# SET PROBLEM:
Lay out every line of the entries below as a Markdown table with two columns, Row and Line, numbering the rows in order and skipping any blank lines.

# RECORDED DATA:
----
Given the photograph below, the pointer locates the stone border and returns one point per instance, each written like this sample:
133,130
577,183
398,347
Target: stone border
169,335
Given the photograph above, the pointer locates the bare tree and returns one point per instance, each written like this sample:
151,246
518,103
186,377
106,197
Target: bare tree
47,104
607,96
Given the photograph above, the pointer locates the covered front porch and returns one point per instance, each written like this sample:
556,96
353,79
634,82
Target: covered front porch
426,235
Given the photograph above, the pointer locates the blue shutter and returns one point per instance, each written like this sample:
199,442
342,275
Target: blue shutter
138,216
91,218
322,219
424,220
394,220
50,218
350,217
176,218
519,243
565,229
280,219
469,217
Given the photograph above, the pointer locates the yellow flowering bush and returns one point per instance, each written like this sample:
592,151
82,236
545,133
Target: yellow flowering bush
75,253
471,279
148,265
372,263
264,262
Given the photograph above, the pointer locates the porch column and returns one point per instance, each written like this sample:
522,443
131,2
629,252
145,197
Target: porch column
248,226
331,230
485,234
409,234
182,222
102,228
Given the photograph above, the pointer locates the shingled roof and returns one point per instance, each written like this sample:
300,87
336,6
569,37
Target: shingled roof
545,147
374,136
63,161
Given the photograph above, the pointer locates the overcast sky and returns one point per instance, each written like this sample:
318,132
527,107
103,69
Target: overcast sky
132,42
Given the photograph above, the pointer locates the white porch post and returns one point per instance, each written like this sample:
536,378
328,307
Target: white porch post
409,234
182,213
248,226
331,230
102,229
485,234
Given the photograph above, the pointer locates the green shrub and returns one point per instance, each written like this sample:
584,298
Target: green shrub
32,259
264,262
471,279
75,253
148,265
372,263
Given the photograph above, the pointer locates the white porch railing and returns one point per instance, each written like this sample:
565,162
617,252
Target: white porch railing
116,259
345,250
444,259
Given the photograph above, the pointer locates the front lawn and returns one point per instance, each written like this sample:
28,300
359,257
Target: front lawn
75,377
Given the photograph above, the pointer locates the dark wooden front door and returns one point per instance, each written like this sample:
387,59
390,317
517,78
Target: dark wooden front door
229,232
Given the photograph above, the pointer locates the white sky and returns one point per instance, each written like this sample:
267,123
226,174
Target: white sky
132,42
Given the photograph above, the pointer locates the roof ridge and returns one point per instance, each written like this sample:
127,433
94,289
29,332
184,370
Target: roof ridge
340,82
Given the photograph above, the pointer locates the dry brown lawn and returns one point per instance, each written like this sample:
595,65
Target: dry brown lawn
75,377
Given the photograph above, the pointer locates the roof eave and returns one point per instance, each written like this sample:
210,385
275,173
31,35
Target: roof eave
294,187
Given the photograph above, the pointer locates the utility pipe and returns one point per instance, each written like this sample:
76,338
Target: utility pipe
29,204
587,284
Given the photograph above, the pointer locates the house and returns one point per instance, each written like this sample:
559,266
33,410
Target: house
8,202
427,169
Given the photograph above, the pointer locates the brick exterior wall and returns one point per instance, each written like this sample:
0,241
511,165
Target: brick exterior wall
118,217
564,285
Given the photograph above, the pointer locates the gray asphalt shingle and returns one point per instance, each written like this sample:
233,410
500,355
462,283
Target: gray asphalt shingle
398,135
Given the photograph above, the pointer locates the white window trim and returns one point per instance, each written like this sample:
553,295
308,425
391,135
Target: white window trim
----
# RESPONSE TO THIS TASK:
| Row | Line |
|---|---|
| 1 | Given the photograph below, the pointer locates the stone border and returns one point per instance, each written like this sample: |
| 2 | 133,130 |
| 3 | 577,183 |
| 4 | 398,347 |
| 5 | Target: stone border |
| 6 | 169,335 |
| 7 | Given the photograph above, the pointer locates the bare tree and returns one point per instance, each written like this sample: |
| 8 | 151,246 |
| 9 | 518,103 |
| 10 | 186,377 |
| 11 | 106,197 |
| 12 | Target: bare tree |
| 13 | 47,104 |
| 14 | 607,96 |
| 15 | Given the photograph above, the pointer locates the covered front porch and returns one point per instance, each written like this sample: |
| 16 | 556,96 |
| 17 | 353,79 |
| 18 | 634,82 |
| 19 | Target: covered front porch |
| 20 | 426,235 |
| 21 | Given the photograph above, the pointer locates the blue shutter and returns one point per instance, each written like this sample: |
| 22 | 199,442 |
| 23 | 342,275 |
| 24 | Target: blue shutter |
| 25 | 138,216 |
| 26 | 91,218 |
| 27 | 322,219 |
| 28 | 424,220 |
| 29 | 394,220 |
| 30 | 50,218 |
| 31 | 350,217 |
| 32 | 176,218 |
| 33 | 519,243 |
| 34 | 565,229 |
| 35 | 280,219 |
| 36 | 469,217 |
| 37 | Given the photograph above, the pointer locates the yellow flowering bush and returns one point per instance, each written like this sample: |
| 38 | 592,151 |
| 39 | 82,236 |
| 40 | 545,133 |
| 41 | Target: yellow flowering bush |
| 42 | 75,253 |
| 43 | 471,279 |
| 44 | 148,265 |
| 45 | 372,263 |
| 46 | 264,262 |
| 47 | Given the photograph above, the pointer locates the porch column and returns one point per instance, each written like this sample: |
| 48 | 522,443 |
| 49 | 131,2 |
| 50 | 629,252 |
| 51 | 145,197 |
| 52 | Target: porch column |
| 53 | 248,226 |
| 54 | 331,230 |
| 55 | 485,234 |
| 56 | 409,234 |
| 57 | 182,222 |
| 58 | 102,228 |
| 59 | Given the photograph above, the pointer locates the shingled roof and returns one point per instance, each written like this sample: |
| 60 | 300,87 |
| 61 | 336,6 |
| 62 | 569,37 |
| 63 | Target: shingled roof |
| 64 | 545,147 |
| 65 | 374,136 |
| 66 | 63,161 |
| 67 | Given the photograph above, the pointer locates the overcast sky and returns one point per instance, each written like this sample: |
| 68 | 318,132 |
| 69 | 527,107 |
| 70 | 103,69 |
| 71 | Target: overcast sky |
| 72 | 132,42 |
| 73 | Given the photograph above, the pointer locates the white porch post and returns one point per instance, each written like this sample: |
| 74 | 536,378 |
| 75 | 328,307 |
| 76 | Target: white porch post |
| 77 | 409,234 |
| 78 | 182,213 |
| 79 | 248,226 |
| 80 | 331,230 |
| 81 | 102,229 |
| 82 | 485,234 |
| 83 | Given the photograph above, the pointer locates the green shrub and returns one point per instance, each written like this sample: |
| 84 | 584,298 |
| 85 | Target: green shrub |
| 86 | 32,259 |
| 87 | 264,262 |
| 88 | 471,279 |
| 89 | 75,253 |
| 90 | 148,265 |
| 91 | 372,263 |
| 92 | Given the photograph above, the pointer locates the white porch railing and returns one point per instance, each written like this sample: |
| 93 | 565,162 |
| 94 | 617,252 |
| 95 | Target: white porch railing |
| 96 | 116,259 |
| 97 | 345,250 |
| 98 | 444,259 |
| 99 | Given the photograph above, the pointer locates the front lawn and returns one point per instance, each written like this sample: |
| 100 | 28,300 |
| 101 | 359,257 |
| 102 | Target: front lawn |
| 103 | 75,377 |
| 104 | Given the photograph above, the pointer locates the dark wooden front door and returns one point per instance, each written like this sample: |
| 105 | 387,59 |
| 106 | 390,317 |
| 107 | 517,78 |
| 108 | Target: dark wooden front door |
| 109 | 229,232 |
| 110 | Given the photograph above, the pointer locates the white sky and returns one point per instance, each written like this sample: |
| 111 | 267,123 |
| 112 | 226,174 |
| 113 | Target: white sky |
| 114 | 132,42 |
| 115 | Given the photograph above, the pointer locates the roof ridge and returns one point per instance, each written like this sample: |
| 116 | 127,433 |
| 117 | 94,289 |
| 118 | 29,332 |
| 119 | 184,370 |
| 120 | Target: roof ridge |
| 121 | 340,82 |
| 122 | Given the photograph above, the pointer locates the dry brown lawn and returns one point per instance, each written like this sample: |
| 123 | 595,65 |
| 124 | Target: dry brown lawn |
| 125 | 75,377 |
| 126 | Given the photograph above, the pointer locates the roof eave and returns one point per instance, each written like this sample: |
| 127 | 210,385 |
| 128 | 275,173 |
| 129 | 31,35 |
| 130 | Target: roof eave |
| 131 | 294,187 |
| 132 | Given the photograph above, the pointer locates the utility pipe and returns one point per instance, each written like this sample: |
| 133 | 76,338 |
| 134 | Target: utility pipe |
| 135 | 29,204 |
| 136 | 587,284 |
| 137 | Given the photograph above, the pointer locates the house and returns one point per instance, each written like this sample: |
| 138 | 559,266 |
| 139 | 33,410 |
| 140 | Target: house |
| 141 | 8,202 |
| 142 | 427,169 |
| 143 | Given the photograph above, the pointer locates the brick exterior wall and returns one point per instance, each written like this sample: |
| 144 | 0,241 |
| 145 | 511,165 |
| 146 | Target: brick exterior wall |
| 147 | 118,217 |
| 148 | 564,285 |
| 149 | Given the photograph above, the pointer locates the gray asphalt shingle and returns one point per instance, each written like this sample: |
| 150 | 233,410 |
| 151 | 500,355 |
| 152 | 462,283 |
| 153 | Target: gray asphalt shingle |
| 154 | 398,135 |
| 155 | Given the photograph above, the pointer locates the white window trim and returns one point per instance, each written like this sample: |
| 156 | 553,295 |
| 157 | 308,425 |
| 158 | 391,135 |
| 159 | Target: white window trim |